Activity -
Your output must consist of the records printed verbatim, with the pictures excluded.
:: Source material ::
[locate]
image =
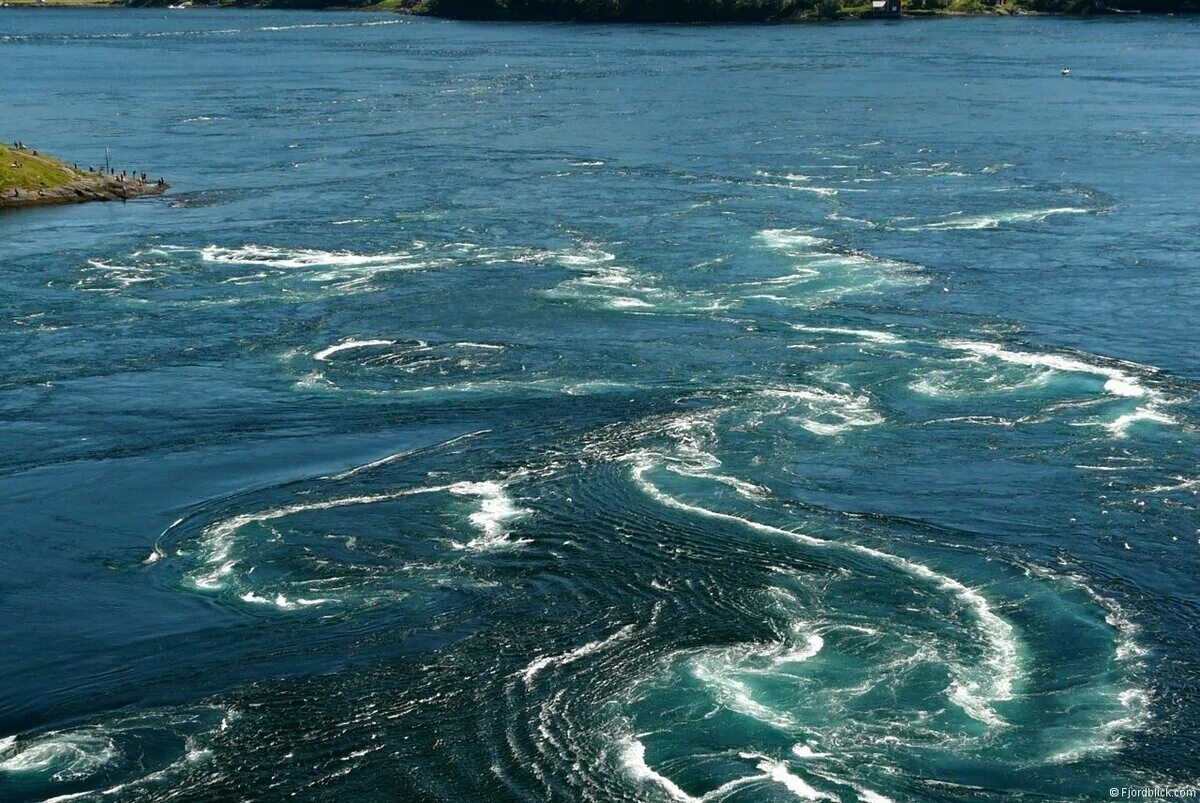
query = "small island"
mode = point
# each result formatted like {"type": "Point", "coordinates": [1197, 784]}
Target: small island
:::
Solution to the problem -
[locate]
image =
query = "small island"
mode = point
# each result formatted like {"type": "Point", "coordinates": [1197, 784]}
Target: small island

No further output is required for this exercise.